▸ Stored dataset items
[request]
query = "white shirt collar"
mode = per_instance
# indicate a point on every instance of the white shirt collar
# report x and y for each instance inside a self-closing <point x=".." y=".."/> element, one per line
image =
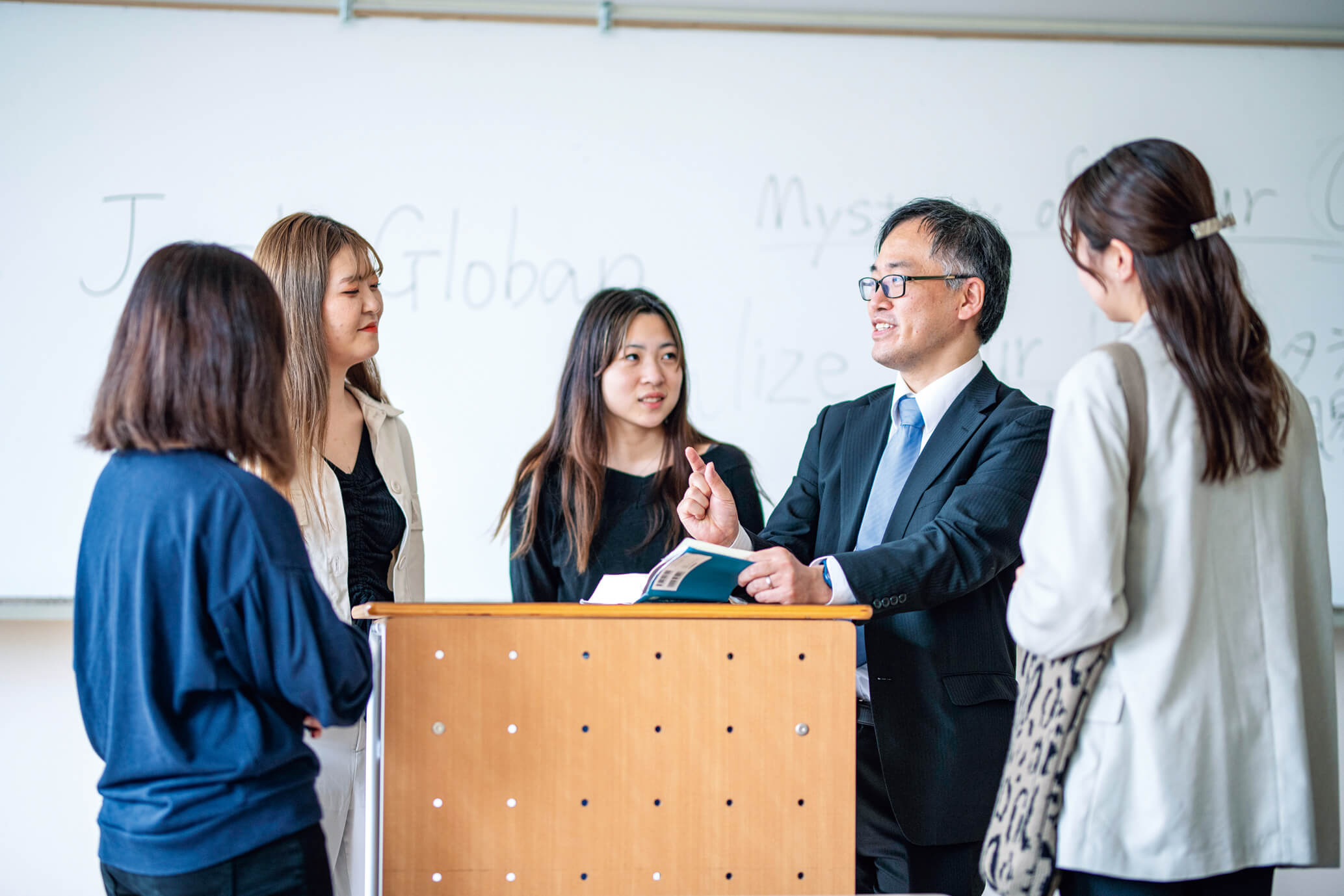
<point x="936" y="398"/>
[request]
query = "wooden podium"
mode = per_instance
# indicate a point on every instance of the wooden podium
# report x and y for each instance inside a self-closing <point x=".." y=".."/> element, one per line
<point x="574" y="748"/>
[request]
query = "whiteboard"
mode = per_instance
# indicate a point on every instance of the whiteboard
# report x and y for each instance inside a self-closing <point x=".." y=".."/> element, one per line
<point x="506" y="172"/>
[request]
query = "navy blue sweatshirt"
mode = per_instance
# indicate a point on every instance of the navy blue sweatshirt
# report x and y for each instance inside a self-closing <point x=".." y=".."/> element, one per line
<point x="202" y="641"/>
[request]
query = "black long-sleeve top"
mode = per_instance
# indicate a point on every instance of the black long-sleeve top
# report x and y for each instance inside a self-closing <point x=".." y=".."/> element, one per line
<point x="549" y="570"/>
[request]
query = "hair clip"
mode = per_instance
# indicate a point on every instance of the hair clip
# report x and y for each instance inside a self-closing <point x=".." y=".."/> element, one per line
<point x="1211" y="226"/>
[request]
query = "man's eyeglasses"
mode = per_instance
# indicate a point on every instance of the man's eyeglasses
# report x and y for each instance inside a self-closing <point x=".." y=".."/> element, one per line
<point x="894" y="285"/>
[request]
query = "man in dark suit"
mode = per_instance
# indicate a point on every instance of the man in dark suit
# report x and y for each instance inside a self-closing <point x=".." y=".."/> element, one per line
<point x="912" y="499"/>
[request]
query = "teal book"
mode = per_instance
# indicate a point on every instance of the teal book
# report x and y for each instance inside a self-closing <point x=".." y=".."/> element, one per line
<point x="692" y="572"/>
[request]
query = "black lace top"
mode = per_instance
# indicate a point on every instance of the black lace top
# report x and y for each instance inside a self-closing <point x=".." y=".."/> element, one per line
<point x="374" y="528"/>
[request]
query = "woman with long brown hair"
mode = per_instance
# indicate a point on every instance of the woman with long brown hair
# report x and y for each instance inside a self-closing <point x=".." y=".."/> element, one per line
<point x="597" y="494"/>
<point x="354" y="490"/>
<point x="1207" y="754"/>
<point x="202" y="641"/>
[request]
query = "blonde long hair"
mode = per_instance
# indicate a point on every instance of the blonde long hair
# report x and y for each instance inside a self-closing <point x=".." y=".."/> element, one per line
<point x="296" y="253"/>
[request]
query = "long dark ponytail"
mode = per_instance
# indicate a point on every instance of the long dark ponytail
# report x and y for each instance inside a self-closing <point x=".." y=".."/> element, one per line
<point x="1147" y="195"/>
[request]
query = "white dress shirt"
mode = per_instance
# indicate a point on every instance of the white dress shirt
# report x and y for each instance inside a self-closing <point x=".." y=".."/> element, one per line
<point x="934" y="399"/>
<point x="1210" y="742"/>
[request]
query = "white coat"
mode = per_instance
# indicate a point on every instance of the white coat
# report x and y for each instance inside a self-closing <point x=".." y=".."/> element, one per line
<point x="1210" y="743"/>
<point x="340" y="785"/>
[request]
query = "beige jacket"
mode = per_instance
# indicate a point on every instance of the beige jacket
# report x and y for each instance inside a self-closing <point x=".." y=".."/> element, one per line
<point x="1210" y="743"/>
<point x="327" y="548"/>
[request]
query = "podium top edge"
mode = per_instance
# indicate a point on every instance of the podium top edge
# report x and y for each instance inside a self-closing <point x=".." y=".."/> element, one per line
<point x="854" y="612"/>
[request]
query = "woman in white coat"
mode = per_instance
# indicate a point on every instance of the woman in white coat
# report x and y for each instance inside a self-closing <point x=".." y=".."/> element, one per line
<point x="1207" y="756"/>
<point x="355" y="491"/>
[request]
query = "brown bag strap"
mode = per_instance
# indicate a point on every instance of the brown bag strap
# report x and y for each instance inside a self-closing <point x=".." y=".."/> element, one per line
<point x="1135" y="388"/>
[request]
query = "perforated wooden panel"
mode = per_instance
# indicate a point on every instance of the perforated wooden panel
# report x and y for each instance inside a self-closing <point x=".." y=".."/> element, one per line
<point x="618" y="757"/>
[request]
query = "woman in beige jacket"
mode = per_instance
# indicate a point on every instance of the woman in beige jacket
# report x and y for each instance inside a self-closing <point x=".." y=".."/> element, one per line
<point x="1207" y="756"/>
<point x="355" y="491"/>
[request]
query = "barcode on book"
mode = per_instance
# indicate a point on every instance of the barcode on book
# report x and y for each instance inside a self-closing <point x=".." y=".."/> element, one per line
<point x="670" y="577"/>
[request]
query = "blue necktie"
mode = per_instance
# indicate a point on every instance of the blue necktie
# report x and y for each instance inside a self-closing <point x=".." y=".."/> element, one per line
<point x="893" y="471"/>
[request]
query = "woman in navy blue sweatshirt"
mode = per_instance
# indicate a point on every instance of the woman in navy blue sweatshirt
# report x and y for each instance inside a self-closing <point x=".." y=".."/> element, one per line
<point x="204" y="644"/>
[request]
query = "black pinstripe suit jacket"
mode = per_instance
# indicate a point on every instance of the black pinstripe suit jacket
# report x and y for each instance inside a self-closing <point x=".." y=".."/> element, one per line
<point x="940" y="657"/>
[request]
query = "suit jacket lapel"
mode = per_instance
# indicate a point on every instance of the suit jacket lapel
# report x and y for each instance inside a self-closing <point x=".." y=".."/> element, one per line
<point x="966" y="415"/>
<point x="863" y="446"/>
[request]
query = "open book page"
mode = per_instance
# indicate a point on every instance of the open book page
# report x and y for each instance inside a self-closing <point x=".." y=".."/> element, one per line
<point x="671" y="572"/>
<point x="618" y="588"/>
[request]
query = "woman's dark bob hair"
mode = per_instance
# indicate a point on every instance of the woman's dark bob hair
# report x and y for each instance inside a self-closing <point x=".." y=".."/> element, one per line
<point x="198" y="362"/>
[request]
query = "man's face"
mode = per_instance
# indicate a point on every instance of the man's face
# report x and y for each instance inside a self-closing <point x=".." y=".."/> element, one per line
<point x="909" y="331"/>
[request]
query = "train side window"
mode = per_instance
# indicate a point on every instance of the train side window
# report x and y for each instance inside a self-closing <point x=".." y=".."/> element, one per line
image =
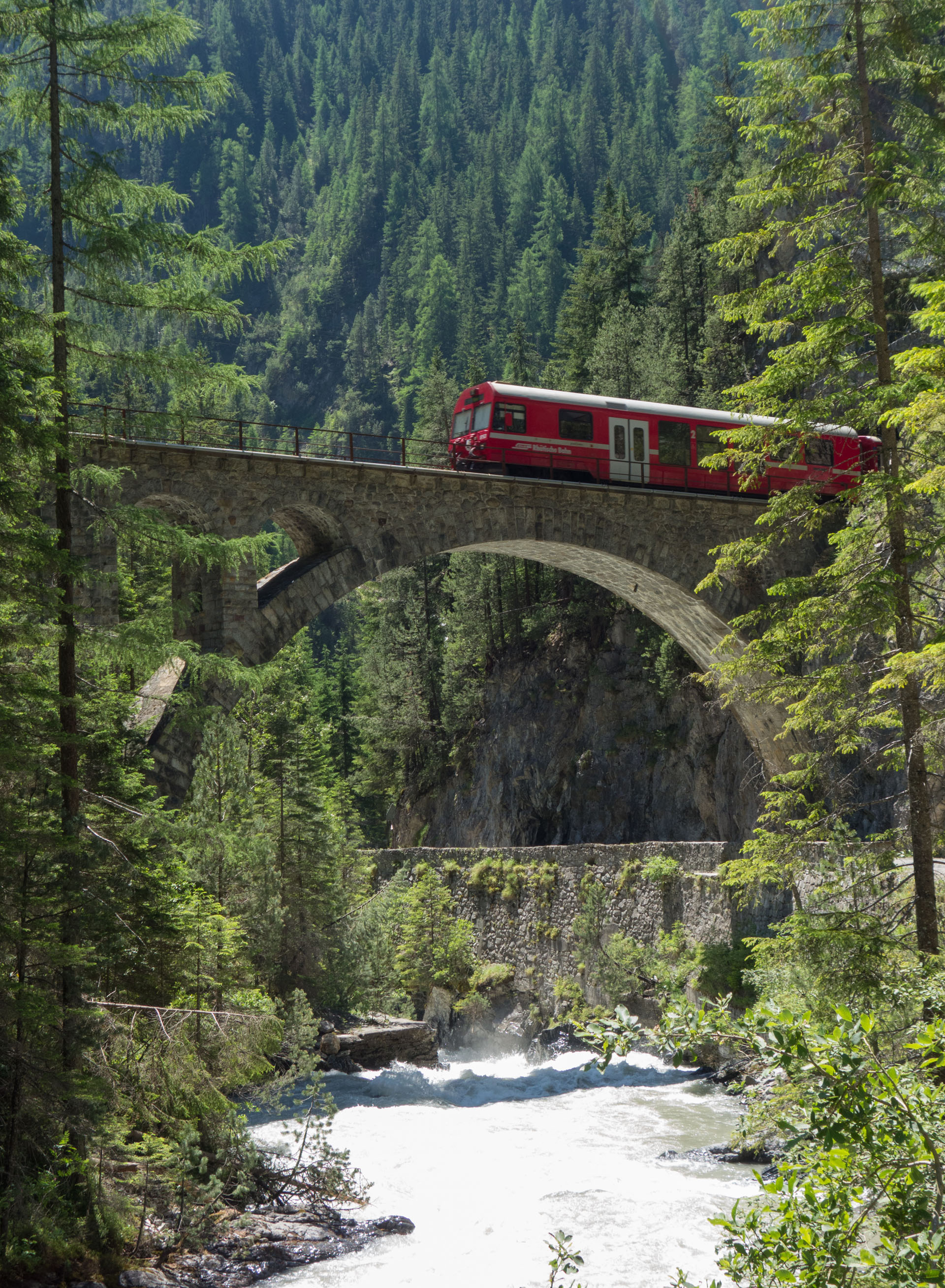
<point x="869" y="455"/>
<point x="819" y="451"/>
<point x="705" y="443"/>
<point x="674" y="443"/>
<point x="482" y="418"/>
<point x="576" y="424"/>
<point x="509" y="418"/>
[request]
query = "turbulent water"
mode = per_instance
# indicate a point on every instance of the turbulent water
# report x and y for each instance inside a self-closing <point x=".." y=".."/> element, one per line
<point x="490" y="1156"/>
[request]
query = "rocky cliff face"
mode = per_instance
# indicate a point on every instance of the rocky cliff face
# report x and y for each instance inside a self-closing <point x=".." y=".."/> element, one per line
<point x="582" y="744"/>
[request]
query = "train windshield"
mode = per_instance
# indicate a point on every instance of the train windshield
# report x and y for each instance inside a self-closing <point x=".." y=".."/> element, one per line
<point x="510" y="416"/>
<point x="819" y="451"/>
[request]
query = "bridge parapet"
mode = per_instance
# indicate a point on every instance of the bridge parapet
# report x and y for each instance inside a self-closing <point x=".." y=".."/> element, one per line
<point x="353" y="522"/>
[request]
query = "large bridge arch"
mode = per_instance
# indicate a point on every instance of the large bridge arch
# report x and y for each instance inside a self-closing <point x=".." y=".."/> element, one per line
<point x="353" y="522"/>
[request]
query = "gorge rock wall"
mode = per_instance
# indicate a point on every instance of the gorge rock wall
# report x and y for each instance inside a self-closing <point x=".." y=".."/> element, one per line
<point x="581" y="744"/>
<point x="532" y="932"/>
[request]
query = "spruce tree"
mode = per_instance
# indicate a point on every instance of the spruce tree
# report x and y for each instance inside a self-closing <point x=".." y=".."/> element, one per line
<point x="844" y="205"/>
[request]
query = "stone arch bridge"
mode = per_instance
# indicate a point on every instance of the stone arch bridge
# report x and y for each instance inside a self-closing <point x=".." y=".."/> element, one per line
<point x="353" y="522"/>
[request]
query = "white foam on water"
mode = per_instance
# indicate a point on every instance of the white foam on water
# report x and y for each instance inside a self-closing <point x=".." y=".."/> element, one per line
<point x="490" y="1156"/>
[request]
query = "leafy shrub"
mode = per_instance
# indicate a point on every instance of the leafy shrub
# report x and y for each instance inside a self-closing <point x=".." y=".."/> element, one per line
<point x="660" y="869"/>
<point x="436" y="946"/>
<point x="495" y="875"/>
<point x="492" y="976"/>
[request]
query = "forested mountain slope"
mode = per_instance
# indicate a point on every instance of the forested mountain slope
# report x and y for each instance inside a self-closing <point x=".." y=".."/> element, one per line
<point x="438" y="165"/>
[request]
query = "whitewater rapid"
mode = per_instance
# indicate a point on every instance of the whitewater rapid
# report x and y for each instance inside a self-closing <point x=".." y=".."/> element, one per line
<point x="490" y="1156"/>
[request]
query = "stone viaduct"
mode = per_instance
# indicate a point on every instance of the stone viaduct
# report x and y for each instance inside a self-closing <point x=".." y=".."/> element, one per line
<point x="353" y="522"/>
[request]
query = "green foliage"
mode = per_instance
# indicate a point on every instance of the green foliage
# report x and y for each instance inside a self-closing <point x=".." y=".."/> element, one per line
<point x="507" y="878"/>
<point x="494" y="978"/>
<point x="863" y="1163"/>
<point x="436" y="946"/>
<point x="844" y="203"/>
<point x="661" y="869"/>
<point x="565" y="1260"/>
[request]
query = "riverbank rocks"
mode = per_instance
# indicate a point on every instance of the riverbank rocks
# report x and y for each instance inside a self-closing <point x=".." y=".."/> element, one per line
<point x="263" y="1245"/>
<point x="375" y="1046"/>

▸ Exercise brief
Pull out every line of the rows above that contains the string "beige", and copy each one unchanged. Case counts.

▸ The reply
query = "beige jacket"
# indicate a point on every instance of the beige jacket
query = "woman in beige jacket"
# indicate a point on every instance of the woman in beige jacket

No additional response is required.